▸ **SOURCE PASSAGE**:
▼

3.20.2005

| Dm | Bb | C | Dm |

sound : Layla (Acoustic) - Eric Clapton

i finally did it!!... i can play layla... agreed my solo isnt as good as clapton but hey!... I CAN FUCKIN PLAY "LAYLA"!!!... how fuckin cool is that.... i can finally say that i am an ok guitarist.... not good yet, but ok... ok's a good start right?....

i know i said tomorrow in the last post but i was either too lazy or too busy... all this packing and stuff... its tougher than i thought... its seriously way more time-consuming than i thought...

the farewell thing went off really well... met siddhart after a real long time... he's working in riyadh.... "it" struck me right then... at the party... thats where "it" struck me... i'm leaving... i'm leaving for good.... this time its not me going off to school or anything... i am leaving this place... my home for 20 years... im leaving my home behind... im leaving everything i had known in my short life back here... most of the people here are like family... i'm leaving them behind... im leaving the only place i've ever called home even though we dont ownthe apartment... everything... it all gets over in one big "KA-BLAAM!!!".... after that its a new life... im all for new beginings and stuff, especially after all the shit i've been through.... but i still feel like there's still something left... i feel like i'm still carrying somebaggage with me... i guess i still haven gotten closure yet... its strange... i fing he pieces of my life finally falling back into place and i still watch for the stray anomaly... i need to find closure... there is still some of the fears of the old me still there... i need to rid myself off of this baggage... i guess the time's still not right... the universe will speak to me when the time is right for me to find closure... maybe then...

▲

▸ **DATASET ENTRIES**:
▼

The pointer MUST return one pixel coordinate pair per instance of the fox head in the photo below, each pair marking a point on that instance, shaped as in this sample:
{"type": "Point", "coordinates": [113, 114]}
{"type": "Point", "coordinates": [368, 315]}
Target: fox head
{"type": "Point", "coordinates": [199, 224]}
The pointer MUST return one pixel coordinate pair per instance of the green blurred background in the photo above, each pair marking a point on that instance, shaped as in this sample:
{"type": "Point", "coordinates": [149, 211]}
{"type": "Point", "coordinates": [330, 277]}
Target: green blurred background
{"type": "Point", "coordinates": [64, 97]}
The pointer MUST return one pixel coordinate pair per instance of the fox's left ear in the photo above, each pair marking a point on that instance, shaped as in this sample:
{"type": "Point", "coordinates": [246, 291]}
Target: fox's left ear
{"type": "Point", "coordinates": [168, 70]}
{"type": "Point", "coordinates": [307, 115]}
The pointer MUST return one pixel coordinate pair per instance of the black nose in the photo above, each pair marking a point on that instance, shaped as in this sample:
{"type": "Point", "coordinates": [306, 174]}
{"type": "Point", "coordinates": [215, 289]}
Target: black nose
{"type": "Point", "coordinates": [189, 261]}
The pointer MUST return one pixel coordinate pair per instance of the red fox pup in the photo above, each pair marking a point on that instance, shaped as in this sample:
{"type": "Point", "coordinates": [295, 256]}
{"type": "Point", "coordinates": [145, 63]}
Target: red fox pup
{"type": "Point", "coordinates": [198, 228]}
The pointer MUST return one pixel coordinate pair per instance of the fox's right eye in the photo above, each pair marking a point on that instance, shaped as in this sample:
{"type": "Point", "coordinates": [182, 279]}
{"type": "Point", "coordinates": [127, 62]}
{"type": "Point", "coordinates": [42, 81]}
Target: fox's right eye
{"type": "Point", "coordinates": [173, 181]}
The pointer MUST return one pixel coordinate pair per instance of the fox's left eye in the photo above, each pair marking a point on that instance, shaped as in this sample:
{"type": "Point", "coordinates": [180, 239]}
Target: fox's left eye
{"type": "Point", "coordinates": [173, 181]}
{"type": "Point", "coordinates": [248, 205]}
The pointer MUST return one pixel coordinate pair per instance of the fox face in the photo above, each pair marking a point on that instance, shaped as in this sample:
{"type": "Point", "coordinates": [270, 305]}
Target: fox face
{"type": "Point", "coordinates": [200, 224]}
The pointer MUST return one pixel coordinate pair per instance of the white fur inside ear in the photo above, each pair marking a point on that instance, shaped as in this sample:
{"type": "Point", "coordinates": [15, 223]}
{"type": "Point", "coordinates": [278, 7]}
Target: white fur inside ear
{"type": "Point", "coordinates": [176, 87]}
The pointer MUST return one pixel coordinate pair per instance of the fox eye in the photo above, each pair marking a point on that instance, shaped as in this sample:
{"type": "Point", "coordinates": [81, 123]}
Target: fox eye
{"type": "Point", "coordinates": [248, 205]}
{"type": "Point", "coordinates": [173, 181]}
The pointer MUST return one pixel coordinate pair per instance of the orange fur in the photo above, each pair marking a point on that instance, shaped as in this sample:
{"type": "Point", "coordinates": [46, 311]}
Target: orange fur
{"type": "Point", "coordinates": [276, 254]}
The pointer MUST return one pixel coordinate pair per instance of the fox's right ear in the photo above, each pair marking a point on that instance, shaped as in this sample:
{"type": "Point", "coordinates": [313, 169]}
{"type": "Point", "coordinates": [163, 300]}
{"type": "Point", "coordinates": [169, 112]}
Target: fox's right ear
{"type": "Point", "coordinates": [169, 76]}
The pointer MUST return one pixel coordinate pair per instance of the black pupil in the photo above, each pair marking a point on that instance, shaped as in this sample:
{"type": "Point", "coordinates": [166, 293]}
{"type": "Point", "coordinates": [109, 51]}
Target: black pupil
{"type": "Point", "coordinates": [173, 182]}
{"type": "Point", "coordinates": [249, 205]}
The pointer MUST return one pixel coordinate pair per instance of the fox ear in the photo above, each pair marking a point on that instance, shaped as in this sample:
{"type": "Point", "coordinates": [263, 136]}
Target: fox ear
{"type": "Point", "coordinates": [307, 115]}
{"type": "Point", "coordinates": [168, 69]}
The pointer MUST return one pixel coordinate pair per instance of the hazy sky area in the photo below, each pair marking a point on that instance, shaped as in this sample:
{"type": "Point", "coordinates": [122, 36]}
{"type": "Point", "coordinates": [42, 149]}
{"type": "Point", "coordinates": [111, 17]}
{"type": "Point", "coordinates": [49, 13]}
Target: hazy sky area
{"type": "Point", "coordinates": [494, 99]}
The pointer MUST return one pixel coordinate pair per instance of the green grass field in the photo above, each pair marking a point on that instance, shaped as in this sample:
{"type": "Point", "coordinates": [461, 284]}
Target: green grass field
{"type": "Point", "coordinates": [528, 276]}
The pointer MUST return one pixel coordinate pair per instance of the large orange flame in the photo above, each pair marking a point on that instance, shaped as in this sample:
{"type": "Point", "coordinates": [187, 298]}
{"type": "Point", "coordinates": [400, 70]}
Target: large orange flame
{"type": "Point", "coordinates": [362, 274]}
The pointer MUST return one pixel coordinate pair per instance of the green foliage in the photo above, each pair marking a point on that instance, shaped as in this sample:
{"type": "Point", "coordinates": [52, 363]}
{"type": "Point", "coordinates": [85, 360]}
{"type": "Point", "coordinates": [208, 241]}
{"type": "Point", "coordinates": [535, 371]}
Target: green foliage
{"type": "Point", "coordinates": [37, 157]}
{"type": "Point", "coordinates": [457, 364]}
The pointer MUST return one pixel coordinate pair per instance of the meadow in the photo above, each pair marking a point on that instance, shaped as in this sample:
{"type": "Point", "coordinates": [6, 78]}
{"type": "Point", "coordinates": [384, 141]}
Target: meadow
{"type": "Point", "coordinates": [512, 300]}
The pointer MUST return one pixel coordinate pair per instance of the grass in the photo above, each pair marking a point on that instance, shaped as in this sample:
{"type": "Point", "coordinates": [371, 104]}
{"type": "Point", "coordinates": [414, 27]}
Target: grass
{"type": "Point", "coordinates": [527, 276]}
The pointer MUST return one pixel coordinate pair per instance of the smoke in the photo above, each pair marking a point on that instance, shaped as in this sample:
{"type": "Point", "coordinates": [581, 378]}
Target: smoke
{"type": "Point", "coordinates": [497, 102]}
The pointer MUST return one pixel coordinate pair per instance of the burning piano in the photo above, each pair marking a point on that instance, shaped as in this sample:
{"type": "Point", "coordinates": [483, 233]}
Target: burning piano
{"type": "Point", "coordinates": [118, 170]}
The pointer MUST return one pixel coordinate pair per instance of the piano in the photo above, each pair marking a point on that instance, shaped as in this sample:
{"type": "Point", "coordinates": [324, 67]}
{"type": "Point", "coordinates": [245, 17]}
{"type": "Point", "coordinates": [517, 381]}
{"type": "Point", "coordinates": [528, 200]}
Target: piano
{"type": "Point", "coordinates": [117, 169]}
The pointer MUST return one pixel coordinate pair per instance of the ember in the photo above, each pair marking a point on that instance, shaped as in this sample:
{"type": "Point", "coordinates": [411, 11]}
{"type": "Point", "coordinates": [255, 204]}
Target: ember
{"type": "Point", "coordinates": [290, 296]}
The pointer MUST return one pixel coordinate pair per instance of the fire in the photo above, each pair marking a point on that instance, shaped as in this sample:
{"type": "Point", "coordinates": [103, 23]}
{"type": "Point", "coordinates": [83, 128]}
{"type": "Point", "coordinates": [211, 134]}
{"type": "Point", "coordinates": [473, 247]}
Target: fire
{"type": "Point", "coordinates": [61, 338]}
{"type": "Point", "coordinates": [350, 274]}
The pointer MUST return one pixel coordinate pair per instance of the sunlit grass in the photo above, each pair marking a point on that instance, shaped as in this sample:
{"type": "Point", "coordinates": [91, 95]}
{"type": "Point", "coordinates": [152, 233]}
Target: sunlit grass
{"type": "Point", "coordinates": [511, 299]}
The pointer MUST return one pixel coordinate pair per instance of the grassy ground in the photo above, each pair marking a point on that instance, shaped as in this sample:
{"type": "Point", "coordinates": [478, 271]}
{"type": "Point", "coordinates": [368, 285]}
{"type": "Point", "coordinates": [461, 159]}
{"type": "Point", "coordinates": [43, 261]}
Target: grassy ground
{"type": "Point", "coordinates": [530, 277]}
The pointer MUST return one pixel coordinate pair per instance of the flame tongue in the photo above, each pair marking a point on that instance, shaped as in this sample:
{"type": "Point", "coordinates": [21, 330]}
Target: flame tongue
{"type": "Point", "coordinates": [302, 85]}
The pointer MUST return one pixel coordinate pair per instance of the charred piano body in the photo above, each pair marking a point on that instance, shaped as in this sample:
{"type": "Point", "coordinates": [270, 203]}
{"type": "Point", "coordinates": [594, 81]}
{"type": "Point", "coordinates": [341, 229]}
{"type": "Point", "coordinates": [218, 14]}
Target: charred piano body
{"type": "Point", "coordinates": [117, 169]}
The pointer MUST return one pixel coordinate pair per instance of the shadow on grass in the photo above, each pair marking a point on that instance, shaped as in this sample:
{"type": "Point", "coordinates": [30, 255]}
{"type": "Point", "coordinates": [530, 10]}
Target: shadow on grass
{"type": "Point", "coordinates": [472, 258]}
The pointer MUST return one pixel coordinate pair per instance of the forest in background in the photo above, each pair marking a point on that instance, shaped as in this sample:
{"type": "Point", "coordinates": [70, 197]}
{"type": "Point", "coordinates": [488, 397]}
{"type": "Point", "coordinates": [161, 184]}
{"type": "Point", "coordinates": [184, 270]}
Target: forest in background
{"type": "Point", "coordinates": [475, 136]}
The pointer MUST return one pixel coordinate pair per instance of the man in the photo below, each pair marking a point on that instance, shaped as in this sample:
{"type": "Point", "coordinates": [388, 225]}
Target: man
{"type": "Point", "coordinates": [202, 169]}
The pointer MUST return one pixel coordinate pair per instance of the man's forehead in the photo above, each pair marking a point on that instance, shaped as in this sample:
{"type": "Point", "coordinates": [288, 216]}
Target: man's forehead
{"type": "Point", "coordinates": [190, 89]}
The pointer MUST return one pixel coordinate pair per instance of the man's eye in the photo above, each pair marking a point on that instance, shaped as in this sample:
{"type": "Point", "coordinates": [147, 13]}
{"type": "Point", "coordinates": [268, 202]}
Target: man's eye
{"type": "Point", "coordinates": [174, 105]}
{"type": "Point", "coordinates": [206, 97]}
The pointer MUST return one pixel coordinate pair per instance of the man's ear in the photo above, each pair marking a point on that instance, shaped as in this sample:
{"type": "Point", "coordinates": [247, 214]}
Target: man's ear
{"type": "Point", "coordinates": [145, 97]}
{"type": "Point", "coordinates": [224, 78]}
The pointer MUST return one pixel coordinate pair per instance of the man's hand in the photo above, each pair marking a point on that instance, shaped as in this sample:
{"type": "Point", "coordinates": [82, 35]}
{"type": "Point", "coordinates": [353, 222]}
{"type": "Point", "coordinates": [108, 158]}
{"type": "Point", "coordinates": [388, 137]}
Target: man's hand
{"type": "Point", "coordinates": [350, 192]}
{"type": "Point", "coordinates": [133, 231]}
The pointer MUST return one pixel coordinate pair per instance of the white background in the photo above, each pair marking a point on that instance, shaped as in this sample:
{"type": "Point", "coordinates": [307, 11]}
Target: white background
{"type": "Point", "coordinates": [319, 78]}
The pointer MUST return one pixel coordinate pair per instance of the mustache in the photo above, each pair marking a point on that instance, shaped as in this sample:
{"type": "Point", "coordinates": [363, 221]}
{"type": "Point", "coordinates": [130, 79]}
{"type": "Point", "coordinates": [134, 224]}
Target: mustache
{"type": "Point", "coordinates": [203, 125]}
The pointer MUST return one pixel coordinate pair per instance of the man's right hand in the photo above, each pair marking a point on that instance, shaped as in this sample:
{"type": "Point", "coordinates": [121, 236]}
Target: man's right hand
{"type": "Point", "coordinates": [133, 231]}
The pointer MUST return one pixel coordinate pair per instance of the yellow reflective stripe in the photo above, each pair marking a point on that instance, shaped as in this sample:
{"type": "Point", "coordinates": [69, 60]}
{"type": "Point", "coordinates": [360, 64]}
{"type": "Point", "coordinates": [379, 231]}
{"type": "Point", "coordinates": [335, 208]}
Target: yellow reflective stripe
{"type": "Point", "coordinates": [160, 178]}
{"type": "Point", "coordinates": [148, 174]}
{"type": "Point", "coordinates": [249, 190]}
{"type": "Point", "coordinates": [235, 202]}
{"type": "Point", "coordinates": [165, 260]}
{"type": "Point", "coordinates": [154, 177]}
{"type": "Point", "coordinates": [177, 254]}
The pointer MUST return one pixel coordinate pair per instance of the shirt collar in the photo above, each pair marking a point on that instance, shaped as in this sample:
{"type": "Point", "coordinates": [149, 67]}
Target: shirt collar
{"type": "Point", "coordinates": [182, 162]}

▲

▸ **TASK DETAILS**: Pick up the blog post about playing "Layla" and moving away from home right after its final sentence, and keep it going.

▸ **TASK RESULT**:
it was really touching, the farewell party... all those people coming there just to tell us that they're friends... mama was in rudolf mode the whole time... the song me and mama did went of ok... peter unc's song went off really well.... we had some really classy singing by jukie (OUCH!), jose matthew (DOUBLE OUCH!!) and a duet by dev and nidhin uncle (WTFWJD????)... add to that a speech by Jose "toast-bastard" PM... YEAH BABY, YEAH!!!... it was "fundastic!"...

i exchanged bandanas with shedda (the kid who told me that i should be having a girlfriend... i blogged about that too)... it was real sweet of her... agreed its the same thing but hey... it was a nice gesture and i was all vulnerable and messed up back then (all that leaving thoughts were messing with my brain).... aj and koos weren't there... stronzos.... i wanted them to come but they didnt... i guess i'll forgive them because they got exams...

i remember i blogged a few goodbyes back in january... i guess now's the time to bring out the rest... well, not now... but soon... i doubt i'll get the chance later on...

i feel one of those sentimental "i-love-you-all" type of entry coming up....

"tune in next week. same time, same channel, same asshole for another installment of sentimental crap from the scarred philosopher... this is your friendly neighbourhood narrator-guy signing off..."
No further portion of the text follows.